(Natural-language object grounding data)
--------

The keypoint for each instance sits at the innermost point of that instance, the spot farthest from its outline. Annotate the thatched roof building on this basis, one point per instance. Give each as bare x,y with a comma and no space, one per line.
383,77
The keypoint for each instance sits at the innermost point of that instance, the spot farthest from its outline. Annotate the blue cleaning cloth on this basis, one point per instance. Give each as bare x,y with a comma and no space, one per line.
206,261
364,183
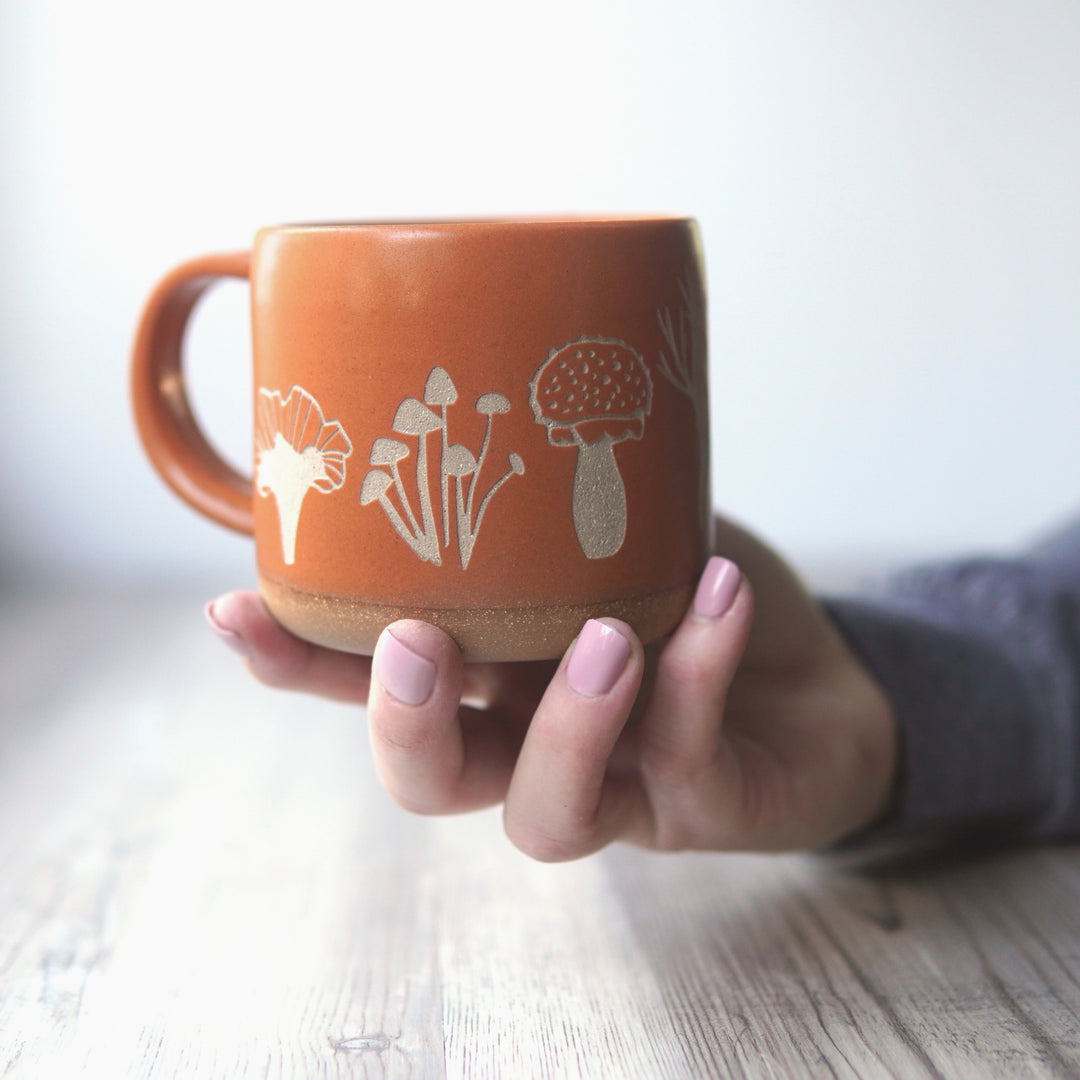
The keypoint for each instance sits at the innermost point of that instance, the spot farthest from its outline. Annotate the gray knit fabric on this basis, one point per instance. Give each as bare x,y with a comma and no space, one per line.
981,660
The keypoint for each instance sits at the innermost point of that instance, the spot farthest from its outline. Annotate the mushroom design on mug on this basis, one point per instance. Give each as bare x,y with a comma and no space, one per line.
296,450
457,464
591,394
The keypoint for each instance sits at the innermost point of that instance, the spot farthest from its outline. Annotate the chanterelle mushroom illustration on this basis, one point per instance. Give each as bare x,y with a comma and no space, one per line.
593,393
296,450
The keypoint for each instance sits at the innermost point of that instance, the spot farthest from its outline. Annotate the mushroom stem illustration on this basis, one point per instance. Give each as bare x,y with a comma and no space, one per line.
591,394
598,503
414,418
440,390
516,469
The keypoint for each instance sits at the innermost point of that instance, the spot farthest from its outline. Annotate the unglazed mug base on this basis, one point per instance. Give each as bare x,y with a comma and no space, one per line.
523,632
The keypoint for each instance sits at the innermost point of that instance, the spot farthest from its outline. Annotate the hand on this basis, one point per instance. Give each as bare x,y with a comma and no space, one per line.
752,728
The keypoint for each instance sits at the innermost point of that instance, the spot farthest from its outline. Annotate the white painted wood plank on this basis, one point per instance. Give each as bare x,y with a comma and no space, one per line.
200,877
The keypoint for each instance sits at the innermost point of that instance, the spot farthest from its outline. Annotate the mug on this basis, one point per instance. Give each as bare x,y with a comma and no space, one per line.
499,427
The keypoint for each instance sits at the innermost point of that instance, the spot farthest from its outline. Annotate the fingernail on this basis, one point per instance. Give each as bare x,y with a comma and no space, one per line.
229,636
599,656
403,673
716,591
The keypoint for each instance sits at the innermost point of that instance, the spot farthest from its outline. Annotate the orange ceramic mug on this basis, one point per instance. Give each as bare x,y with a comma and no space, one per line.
498,427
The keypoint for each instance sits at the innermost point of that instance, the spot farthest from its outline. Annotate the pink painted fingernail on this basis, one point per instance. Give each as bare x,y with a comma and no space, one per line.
716,591
599,656
238,644
403,673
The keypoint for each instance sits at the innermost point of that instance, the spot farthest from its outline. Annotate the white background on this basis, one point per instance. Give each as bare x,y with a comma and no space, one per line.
889,193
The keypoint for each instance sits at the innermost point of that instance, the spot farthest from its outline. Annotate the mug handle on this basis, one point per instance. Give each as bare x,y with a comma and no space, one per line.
171,435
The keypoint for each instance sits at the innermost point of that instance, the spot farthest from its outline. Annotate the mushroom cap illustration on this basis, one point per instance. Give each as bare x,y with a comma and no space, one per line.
414,418
491,403
591,388
593,393
387,451
297,420
440,389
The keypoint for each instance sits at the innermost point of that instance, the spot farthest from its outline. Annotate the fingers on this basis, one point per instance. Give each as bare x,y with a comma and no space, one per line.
690,775
280,659
563,800
432,754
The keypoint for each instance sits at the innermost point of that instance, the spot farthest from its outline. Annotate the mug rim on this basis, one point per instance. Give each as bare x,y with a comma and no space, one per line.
449,224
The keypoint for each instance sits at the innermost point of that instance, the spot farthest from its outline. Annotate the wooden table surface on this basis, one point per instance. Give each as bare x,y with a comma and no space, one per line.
200,877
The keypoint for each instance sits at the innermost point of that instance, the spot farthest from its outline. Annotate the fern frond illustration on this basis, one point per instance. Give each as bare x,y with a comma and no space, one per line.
422,529
685,366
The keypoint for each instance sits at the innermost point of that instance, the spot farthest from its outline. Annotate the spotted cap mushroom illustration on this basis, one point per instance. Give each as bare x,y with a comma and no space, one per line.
591,394
296,450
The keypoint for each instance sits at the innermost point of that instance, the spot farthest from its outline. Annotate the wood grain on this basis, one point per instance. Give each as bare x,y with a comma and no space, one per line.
200,877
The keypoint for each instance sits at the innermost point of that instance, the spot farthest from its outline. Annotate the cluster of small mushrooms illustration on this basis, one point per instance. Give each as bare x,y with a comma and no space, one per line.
458,467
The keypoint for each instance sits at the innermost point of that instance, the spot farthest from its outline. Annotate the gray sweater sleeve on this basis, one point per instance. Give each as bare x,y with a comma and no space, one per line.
981,660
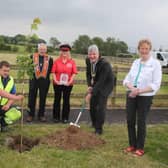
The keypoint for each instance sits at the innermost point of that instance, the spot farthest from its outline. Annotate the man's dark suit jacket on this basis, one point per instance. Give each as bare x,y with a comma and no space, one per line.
103,80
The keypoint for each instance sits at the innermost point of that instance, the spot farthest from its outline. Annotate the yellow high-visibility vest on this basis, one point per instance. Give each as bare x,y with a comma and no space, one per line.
8,89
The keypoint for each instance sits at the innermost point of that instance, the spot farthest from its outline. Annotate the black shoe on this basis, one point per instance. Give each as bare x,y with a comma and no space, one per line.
98,131
65,121
56,120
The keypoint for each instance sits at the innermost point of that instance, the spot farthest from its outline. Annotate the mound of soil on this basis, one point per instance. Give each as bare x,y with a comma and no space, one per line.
13,142
73,138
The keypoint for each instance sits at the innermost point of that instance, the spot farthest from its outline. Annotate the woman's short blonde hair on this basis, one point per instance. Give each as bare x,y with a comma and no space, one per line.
145,41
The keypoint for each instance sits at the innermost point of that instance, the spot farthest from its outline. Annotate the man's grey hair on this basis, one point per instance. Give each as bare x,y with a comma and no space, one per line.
93,48
41,45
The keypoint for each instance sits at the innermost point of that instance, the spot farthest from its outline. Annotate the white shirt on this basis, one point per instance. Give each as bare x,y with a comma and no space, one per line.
149,76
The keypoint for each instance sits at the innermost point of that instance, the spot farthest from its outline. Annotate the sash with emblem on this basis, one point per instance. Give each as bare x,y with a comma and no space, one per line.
40,73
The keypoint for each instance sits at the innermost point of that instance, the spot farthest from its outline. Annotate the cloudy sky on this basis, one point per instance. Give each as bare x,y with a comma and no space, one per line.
128,20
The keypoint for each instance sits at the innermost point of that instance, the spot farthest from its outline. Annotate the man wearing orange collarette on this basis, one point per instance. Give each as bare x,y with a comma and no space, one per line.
41,81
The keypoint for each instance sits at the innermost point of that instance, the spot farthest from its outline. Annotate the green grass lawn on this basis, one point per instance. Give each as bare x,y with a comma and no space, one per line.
80,61
108,156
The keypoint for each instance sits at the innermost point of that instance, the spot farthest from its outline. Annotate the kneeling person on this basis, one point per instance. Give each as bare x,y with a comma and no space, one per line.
8,114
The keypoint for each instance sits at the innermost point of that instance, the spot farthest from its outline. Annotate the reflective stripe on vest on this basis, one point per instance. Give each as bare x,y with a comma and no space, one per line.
8,89
39,73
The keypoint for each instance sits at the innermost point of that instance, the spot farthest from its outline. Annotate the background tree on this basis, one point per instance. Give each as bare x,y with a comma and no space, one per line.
54,42
81,44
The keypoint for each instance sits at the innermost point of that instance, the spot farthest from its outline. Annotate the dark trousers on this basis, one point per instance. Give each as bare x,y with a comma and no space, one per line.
58,91
137,109
97,111
2,115
34,85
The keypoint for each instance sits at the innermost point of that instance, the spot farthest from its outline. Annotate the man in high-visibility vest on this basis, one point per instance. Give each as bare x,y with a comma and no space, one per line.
8,114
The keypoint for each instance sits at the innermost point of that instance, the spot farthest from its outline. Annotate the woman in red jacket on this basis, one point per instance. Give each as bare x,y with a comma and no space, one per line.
64,70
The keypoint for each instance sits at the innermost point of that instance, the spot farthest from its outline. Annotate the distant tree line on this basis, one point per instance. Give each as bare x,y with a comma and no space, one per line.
108,47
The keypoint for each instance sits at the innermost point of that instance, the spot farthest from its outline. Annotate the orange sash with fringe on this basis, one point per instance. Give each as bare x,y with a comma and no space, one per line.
39,73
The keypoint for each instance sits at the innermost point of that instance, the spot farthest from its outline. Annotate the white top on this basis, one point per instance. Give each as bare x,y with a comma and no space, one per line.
150,75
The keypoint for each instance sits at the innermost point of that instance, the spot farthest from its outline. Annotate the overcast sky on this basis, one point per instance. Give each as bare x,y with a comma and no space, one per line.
128,20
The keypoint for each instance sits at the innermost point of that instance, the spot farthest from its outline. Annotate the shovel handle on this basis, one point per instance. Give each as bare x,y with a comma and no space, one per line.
78,117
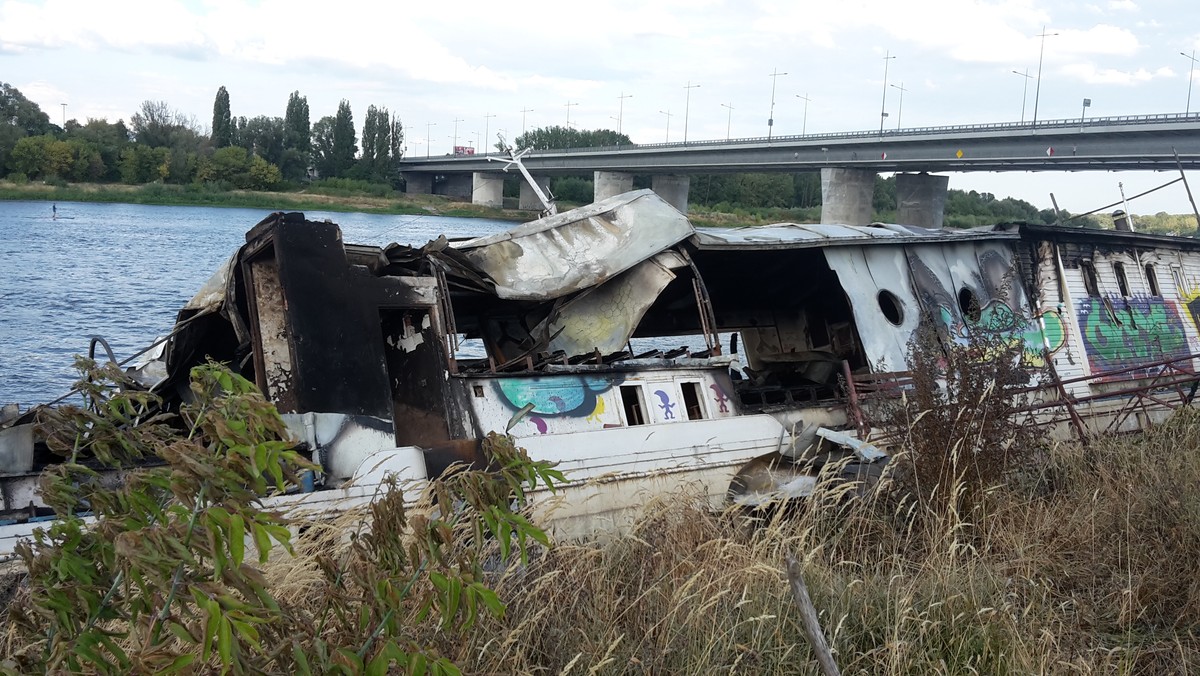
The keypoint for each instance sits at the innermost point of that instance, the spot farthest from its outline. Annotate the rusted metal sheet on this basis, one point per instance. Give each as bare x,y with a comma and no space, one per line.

--------

Exercise details:
Would you please copy, exactly and only, the lines from the one with "the orange sash" through the end of the entries above, skipping every picture?

Written reply:
The keypoint for each instance sits at the innermost point of that instance, the spot farthest from its outline. Annotate the orange sash with fringe on this basis, one point per instance. Give each as bare x,y with a comma and no space, one per line.
39,73
The keypoint for each instance sits at the innermost point of that instance, the spot farthest from its outline. Annotate the white top on this basis, one point per instance. Give each as bare x,y with a comma and no space, one per line.
150,75
The keypoint for each instance sits at the innermost point of that instance, the spot farthest from its outline. Annotate the overcast sky on this basis, one point per instance. Give each as bare x,y with a comma and no space, one per line.
128,20
The keypoint for each instance sits at the innermost point of that instance, the spot farthest from its outline. Annotate the shovel handle on this basis, one point per instance. Give each as bare x,y with a comma and no space, one per line.
78,117
The keypoint for each instance sits at the innermost point of that instance, the spot farthest from its outline. Annotate the rusted metal sheet on this basis, one point per instance. Give each as bare x,y with a comma and no space, one per line.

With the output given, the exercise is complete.